--- PAGE EXCERPT Enclosed Below ---

The narrow-gauge station of the 750 mm gauge railway was put into operation on 20 December 1900. There was a loading ramp from the station of the narrow-gauge railway to the standard-gauge railway. It was important for among other things the transport of agricultural products to Berlin. Passenger traffic on the section between Luckenwalde and Hohenseefeld was discontinued on 19 January 1932 and from then on passengers were carried by bus. Freight transport was also abandoned on 15 February 1939.

Passenger and freight traffic recommenced on the light railway after 1945, but traffic then ended on the southern outskirts and the old narrow-gauge station was no longer used. The old entrance building has been preserved and is under heritage protection.

== Infrastructure==
=== Entrance building===
The third entrance building of 1917 included the lodgings of the stationmaster and some offices. There were also waiting rooms separated by class and station restaurants in the building. The waiting room of the first class was somewhat more sumptuous. Large display boards, which gave information about the arrival of the trains, were in the waiting rooms and the lobby. Only people with tickets were allowed to enter the platform through a ticket barrier. People who wanted to go to the platform had to buy a platform ticket, even if they did not want to go by train.

=== Platforms and tracks===

From the reconstruction of the station in the 1910s to the end of the 1990s, the station had two island platforms. The station was rebuilt after 2000. Since then, a total of four tracks have run through the station. Two of these are platform tracks with outside platforms. These are numbered 3 and 4. Their length is 270 m each and their platform height is 76 cm.

=== Postal station===
There was a loading station to the municipal gasworks at the postal station. It had two loading ramps. A passenger tunnel connected the postal station with the platforms. There were service rooms for the railway staff on the upper floor of the two-storey building.

=== Other facilities ===
To the left of the main entrance of the building was the passenger tunnel to the third, uncompleted platform.

== Passenger services==
The station was served by the following service in 2026:

| Line | Route |  |  | Interval (min) | Operator |
| RE 3 | (Lutherstadt Wittenberg –) Jüterbog – Luckenwalde – Berlin – Angermünde – |  | Schwedt (Oder) | 60 (120 Wittenberg–Jüterbog and Angermünde–Schwedt/Stralsund) | DB Regio Nordost |
Züssow – Stralsund
| RE 4 | (Falkenberg (Elster) –) Jüterbog – Luckenwalde – Ludwigsfelde – Teltow – Berlin – Wustermark – Rathenow (– Stendal) |  |  | 60 Jüterbog–Rathenow (120 Falkenberg–Jüterbog / Rathenow–Stendal) | Ostdeutsche Eisenbahn |

Several bus lines stop in front of the station.

--- End of Enclosed PAGE EXCERPT ---

*STUDY QUESTIONS*:
**a.** Summarize the station excerpt in two sentences.
**b.** In the station excerpt, what is the platform height of tracks 3 and 4?
**c.** List every full date, with day, month and year, that appears in the station excerpt.

--- DATASET EXCERPTS Enclosed Below ---

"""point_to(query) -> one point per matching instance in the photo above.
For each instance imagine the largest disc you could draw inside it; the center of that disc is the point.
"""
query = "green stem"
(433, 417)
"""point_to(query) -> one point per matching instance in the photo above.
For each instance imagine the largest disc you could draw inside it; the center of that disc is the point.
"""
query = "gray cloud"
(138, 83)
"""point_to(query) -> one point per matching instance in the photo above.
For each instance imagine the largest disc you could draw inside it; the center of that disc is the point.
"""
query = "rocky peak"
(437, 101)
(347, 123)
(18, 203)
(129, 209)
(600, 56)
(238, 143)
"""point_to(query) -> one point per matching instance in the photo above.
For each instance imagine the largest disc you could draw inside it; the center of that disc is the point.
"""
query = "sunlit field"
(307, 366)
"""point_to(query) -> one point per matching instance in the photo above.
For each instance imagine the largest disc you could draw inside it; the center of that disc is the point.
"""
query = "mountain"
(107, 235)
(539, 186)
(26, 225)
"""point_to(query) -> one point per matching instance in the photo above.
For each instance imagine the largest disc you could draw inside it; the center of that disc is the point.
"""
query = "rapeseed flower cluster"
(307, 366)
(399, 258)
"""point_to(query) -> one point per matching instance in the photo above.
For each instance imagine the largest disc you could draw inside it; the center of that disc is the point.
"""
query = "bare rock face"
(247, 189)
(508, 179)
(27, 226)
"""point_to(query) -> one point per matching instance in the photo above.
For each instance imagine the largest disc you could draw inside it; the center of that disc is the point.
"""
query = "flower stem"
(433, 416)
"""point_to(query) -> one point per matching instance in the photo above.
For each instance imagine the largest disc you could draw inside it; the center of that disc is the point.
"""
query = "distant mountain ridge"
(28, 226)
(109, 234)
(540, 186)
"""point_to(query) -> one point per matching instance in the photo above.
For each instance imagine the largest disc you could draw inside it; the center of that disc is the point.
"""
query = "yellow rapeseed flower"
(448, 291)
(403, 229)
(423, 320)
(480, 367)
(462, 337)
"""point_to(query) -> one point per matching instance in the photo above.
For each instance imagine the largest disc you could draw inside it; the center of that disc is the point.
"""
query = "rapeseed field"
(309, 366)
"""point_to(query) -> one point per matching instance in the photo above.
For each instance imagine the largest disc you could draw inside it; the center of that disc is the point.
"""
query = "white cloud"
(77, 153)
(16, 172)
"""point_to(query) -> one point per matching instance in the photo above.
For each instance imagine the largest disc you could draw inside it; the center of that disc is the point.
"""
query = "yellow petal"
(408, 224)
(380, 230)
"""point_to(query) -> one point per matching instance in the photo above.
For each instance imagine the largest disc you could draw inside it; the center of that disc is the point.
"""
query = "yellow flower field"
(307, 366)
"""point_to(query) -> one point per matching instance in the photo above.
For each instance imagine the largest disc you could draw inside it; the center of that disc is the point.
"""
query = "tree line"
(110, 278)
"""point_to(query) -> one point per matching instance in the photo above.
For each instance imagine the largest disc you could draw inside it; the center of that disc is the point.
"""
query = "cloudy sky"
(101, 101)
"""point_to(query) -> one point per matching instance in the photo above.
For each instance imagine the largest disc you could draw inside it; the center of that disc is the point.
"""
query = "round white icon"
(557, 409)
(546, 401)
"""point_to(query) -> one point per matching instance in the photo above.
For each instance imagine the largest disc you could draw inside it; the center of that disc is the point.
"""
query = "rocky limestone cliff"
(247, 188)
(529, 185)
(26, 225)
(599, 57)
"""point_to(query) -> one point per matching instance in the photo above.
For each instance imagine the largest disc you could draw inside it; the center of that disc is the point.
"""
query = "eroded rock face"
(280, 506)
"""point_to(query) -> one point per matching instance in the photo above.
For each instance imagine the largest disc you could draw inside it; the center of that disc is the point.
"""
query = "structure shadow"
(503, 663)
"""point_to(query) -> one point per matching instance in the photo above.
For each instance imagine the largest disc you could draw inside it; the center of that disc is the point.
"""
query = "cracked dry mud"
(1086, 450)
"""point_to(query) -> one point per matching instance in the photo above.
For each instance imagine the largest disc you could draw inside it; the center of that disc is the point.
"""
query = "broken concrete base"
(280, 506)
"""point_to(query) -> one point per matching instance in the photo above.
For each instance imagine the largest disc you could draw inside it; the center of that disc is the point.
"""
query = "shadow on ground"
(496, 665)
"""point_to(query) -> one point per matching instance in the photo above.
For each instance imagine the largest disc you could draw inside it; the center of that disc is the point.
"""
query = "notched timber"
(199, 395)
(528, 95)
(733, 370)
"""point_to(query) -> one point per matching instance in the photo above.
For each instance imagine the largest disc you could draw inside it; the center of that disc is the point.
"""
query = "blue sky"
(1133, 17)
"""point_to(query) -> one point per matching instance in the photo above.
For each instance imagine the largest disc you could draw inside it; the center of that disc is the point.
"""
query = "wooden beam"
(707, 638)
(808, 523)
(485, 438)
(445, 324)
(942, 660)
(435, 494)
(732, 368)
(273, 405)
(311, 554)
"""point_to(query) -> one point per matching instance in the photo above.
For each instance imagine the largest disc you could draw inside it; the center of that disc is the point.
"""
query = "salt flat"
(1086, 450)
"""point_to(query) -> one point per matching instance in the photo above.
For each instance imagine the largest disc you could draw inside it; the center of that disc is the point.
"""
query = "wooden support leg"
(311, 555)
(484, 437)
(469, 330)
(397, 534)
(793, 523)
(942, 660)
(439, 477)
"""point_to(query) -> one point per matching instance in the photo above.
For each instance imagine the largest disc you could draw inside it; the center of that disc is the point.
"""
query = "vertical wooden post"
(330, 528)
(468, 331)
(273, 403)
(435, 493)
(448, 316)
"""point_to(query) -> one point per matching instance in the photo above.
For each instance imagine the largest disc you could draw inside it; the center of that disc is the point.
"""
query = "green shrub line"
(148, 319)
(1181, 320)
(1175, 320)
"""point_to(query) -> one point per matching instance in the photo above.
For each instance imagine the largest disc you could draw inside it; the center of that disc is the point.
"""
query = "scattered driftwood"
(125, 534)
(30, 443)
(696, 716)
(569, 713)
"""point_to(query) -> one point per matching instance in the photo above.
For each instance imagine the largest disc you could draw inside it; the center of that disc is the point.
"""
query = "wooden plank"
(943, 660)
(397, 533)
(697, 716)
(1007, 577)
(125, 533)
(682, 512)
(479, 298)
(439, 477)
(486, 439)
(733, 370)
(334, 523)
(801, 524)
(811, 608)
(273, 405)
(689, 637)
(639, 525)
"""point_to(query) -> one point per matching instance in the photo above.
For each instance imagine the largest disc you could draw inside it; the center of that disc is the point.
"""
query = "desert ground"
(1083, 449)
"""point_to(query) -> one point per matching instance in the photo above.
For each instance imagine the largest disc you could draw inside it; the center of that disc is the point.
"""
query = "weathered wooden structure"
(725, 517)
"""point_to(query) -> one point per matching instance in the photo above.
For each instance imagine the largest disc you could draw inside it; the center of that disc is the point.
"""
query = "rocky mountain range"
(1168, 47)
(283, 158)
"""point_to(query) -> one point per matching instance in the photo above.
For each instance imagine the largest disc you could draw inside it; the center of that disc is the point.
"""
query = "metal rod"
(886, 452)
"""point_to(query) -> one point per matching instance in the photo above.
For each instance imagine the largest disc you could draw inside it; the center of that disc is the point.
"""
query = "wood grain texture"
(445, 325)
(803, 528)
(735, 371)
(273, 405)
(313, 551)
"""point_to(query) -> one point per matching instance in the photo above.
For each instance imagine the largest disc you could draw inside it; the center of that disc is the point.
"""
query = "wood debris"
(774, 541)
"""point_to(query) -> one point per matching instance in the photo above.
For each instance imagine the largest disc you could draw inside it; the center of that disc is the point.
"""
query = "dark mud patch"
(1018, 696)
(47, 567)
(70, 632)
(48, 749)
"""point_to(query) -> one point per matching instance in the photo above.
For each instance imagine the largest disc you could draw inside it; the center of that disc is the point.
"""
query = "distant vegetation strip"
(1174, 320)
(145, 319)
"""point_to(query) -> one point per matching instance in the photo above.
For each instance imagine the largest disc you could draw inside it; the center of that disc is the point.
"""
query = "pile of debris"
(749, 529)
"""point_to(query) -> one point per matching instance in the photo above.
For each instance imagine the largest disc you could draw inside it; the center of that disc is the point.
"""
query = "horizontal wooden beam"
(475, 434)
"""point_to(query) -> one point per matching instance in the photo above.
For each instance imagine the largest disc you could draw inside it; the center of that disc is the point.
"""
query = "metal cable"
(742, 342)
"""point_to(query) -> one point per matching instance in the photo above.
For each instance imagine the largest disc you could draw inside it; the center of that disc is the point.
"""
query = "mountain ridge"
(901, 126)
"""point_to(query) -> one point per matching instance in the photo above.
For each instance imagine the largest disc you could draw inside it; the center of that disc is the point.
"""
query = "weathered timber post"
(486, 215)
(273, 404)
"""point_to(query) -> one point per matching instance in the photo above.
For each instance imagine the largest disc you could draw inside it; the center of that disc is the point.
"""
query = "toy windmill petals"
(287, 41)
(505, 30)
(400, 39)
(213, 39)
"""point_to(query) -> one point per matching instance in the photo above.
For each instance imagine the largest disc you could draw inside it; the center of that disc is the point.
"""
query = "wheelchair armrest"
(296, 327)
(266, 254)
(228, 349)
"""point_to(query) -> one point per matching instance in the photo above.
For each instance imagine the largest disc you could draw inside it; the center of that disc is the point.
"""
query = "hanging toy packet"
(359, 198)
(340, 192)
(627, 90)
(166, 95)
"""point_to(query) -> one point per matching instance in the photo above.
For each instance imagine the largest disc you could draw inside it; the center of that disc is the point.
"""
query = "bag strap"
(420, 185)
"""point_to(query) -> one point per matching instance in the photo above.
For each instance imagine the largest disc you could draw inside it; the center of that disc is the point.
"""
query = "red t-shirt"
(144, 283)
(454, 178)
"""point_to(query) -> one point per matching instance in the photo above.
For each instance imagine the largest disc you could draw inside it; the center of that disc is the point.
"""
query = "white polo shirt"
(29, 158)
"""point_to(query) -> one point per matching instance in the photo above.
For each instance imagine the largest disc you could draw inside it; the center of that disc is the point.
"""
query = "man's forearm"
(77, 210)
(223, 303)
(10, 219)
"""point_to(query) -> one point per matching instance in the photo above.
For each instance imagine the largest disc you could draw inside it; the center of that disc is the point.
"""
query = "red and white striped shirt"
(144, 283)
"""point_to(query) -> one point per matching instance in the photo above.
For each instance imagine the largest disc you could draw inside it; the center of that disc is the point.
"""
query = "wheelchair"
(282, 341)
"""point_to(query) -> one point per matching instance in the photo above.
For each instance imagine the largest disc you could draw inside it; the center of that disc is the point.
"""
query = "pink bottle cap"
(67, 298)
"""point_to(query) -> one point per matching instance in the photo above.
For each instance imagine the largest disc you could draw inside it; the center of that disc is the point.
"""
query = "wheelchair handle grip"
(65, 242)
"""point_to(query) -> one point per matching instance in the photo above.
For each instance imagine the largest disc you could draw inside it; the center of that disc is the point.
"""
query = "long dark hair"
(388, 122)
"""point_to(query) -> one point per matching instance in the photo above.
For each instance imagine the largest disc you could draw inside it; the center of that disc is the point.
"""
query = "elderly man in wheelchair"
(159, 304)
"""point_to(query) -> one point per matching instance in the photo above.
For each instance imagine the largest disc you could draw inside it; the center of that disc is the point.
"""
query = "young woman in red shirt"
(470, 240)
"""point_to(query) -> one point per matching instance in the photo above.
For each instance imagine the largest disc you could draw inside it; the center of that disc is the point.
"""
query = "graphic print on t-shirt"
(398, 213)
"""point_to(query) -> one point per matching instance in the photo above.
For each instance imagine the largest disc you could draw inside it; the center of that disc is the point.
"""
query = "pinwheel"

--- End of Enclosed DATASET EXCERPTS ---

*ANSWERS GIVEN*:
**a.** The narrow-gauge station opened on 20 December 1900, passenger service on the Luckenwalde–Hohenseefeld section ended in 1932, freight transport ended in 1939, and the old entrance building is preserved under heritage protection. Since the station was rebuilt after 2000, four tracks have run through it, two of them platform tracks with outside platforms numbered 3 and 4.

**b.** 76 cm.

**c.**
20 December 1900
19 January 1932
15 February 1939